For example, in 2012, Russian scientists recovered frozen plant tissue and used it to grow an ancient flower. In 2013, French scientists resurrected Pandoraviruses – large amoeba viruses. And in 2014 researchers revived the ancient Pithovirus sibericum, the largest virus discovered to date. For reference, Coronaviruses are around 100 nanometers long and Pithovirus is around 1500 nanometers long. Fortunately, it doesn’t infect humans.
These sound scary, but reviving these microbes required modern laboratories and scientists. Dr. Hoover says after a lifetime in the ice, he’s not afraid.
“I have no fear of microorganisms of the permafrost because for one thing they usually are adapted to living in cold environments, and as far as they’re concerned, I’m a ferocious volcano,” he said.
But there are exceptions. In 2016, during a heat wave, something woke up hungry in the ice. A sudden outbreak of Siberian Plague, also called anthrax, killed thousands of reindeer, one child, and hospitalized around 100 humans. But the bacteria that causes anthrax had been eradicated from the region more than 50 years before. Investigators formed a novel hypothesis:
The heat wave had melted a layer of permafrost, exposing frozen reindeer that thawed, reviving the killer bacteria inside them. These ‘undead’ anthrax spores infected grazing reindeer nearby, then people. It would be the first documented case of ‘zombie’ microbes waking up on their own and attacking humans.
“I think there’s no doubt it actually came from a frozen reindeer that had anthrax. Bacillus anthracis is a spore former and anthrax is perfectly capable of remaining alive for very long periods of time,” asserts Hoover. The outbreak raised concerns about other diseases we thought we eradicated.
“Smallpox is another organism that can be kept alive in permafrost... as is the Spanish flu virus,” Hoover says. “You don’t want to go around, certainly in areas where humans have been dead, killed by disease and then buried in the permafrost because those disease organisms could still be alive for very, very long periods of time. Perhaps even going back tens to hundreds of thousands of years.”
So our planet’s surface is getting hotter and ice and permafrost are melting. But a study published by the American Geophysical Union raises another concern: our summers are lasting longer and winters are getting shorter.
In 1952, summer lasted 78 days. By 2011, summer was 95 days long. The study says by 2050, summers will last 120 days and winters a mere 31 days.
This extra heat doesn’t only affect frozen organisms. There are other microbes, already awake and spreading. As cold regions heat up, they become new habitats for disease-carrying vectors like mosquitoes, fleas and ticks – and longer summers provide them with an extended breeding season. By the end of the 21st century, these insects are projected to carry killer microbes to around 1 billion more people.
::::::
§ Your assignment: Repeat the portion of the permafrost microbes passage that starts at the words "For example, in" and finishes with "doesn’t infect humans.".

(Data excerpts)
::::::
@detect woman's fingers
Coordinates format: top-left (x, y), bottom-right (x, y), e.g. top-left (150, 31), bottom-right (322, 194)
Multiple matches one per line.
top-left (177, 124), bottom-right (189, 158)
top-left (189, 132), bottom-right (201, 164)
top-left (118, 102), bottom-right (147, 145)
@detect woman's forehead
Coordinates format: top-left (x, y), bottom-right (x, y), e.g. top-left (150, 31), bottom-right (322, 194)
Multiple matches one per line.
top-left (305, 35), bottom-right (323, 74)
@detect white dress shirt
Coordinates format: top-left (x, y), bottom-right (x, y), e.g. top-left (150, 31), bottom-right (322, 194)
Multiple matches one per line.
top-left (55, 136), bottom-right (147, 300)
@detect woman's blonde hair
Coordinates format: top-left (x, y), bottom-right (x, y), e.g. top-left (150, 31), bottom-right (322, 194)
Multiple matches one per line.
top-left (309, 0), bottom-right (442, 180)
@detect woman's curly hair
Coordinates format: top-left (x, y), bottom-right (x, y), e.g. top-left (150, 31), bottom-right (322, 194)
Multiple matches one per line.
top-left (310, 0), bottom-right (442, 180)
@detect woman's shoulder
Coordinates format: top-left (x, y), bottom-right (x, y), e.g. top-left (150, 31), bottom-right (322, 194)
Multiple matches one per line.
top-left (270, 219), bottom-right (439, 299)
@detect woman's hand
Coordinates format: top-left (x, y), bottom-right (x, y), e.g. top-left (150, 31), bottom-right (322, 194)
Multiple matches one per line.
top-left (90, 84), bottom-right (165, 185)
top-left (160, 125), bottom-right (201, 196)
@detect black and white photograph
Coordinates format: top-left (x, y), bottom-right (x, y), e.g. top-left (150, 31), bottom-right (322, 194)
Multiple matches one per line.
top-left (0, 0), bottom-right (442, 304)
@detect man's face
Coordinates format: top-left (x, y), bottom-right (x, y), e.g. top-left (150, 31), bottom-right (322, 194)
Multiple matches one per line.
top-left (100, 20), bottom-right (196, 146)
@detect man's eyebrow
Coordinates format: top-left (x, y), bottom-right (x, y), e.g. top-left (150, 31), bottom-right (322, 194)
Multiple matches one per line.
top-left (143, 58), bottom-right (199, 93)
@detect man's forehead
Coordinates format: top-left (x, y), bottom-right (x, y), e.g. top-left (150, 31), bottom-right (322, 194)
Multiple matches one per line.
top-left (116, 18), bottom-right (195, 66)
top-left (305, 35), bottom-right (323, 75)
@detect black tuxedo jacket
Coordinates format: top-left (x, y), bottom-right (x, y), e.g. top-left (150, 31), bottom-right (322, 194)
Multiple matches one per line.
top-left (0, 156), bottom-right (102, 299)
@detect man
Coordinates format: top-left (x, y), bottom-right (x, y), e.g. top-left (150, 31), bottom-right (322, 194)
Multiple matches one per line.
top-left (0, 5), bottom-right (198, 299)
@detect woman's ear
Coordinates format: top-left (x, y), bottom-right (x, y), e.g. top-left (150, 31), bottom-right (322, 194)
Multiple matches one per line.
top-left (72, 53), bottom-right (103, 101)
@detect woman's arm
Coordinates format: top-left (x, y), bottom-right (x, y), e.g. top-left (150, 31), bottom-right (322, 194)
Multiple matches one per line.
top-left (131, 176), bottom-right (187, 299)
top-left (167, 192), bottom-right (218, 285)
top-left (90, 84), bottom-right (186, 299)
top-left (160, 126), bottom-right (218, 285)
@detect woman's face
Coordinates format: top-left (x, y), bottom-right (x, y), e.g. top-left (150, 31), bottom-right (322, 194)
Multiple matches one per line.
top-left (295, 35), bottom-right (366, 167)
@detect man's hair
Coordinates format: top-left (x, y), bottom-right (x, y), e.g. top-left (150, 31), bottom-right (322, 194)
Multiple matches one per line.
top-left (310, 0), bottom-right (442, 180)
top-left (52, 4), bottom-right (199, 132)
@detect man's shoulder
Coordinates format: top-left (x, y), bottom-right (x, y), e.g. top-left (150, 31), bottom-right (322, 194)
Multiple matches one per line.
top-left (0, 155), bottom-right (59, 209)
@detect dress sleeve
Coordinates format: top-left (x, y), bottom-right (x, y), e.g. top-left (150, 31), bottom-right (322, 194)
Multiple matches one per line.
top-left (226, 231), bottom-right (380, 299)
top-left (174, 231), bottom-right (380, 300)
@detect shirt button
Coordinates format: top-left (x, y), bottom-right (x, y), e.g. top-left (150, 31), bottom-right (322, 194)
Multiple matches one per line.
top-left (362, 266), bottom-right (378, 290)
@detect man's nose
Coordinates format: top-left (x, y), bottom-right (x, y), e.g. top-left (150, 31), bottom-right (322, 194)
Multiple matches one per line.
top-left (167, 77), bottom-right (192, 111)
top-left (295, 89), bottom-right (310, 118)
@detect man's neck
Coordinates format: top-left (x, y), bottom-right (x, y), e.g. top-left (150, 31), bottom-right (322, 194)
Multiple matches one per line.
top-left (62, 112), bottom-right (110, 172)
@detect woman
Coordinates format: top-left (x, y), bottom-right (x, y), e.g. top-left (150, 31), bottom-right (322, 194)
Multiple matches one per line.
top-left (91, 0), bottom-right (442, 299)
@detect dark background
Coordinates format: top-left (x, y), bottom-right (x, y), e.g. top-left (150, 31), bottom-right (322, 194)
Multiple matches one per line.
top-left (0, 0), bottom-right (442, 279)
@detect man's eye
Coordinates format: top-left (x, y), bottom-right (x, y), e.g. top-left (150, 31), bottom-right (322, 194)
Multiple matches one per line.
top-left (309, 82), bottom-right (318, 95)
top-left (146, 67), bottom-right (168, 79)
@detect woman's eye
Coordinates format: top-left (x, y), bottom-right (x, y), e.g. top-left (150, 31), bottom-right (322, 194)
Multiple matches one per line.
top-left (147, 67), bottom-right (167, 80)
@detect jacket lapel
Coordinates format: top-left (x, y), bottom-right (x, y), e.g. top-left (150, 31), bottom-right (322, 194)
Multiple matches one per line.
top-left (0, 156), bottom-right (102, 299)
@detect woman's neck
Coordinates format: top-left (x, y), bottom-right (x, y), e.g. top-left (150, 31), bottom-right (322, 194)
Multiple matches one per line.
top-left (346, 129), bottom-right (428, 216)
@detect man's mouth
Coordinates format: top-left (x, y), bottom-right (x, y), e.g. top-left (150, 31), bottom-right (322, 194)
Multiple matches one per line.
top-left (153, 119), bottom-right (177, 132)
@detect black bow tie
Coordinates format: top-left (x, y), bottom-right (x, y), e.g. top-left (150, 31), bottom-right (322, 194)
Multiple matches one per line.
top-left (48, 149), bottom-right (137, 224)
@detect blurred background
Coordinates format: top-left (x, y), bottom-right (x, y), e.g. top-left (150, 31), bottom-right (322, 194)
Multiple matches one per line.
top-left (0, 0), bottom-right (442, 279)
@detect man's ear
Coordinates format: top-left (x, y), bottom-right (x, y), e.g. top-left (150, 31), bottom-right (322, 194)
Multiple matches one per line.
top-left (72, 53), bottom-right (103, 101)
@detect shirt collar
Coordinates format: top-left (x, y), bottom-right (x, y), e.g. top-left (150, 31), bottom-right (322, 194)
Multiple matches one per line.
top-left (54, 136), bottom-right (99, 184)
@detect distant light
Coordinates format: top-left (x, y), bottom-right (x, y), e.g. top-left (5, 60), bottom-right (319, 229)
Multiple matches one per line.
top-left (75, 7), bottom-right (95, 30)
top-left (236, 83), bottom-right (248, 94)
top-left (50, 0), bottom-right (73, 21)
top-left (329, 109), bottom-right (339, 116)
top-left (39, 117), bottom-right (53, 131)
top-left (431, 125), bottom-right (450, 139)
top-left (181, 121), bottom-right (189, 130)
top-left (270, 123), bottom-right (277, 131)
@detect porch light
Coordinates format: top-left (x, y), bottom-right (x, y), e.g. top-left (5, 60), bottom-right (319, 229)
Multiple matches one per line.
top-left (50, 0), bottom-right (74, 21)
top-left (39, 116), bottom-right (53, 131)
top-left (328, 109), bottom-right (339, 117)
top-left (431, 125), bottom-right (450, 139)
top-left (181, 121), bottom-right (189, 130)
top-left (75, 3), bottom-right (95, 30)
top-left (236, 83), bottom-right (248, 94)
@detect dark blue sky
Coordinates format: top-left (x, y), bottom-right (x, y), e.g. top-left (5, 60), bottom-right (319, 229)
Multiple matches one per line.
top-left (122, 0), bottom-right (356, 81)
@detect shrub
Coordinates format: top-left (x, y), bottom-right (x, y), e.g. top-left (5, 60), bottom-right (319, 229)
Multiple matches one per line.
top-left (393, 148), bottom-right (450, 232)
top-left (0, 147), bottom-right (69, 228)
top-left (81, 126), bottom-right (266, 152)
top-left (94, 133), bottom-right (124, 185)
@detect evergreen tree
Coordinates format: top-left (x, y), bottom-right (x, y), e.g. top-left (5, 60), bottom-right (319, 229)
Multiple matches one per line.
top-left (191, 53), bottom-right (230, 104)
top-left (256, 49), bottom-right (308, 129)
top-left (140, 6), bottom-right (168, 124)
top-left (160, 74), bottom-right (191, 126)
::::::
§ Completed exercise:
For example, in 2012, Russian scientists recovered frozen plant tissue and used it to grow an ancient flower. In 2013, French scientists resurrected Pandoraviruses – large amoeba viruses. And in 2014 researchers revived the ancient Pithovirus sibericum, the largest virus discovered to date. For reference, Coronaviruses are around 100 nanometers long and Pithovirus is around 1500 nanometers long. Fortunately, it doesn’t infect humans.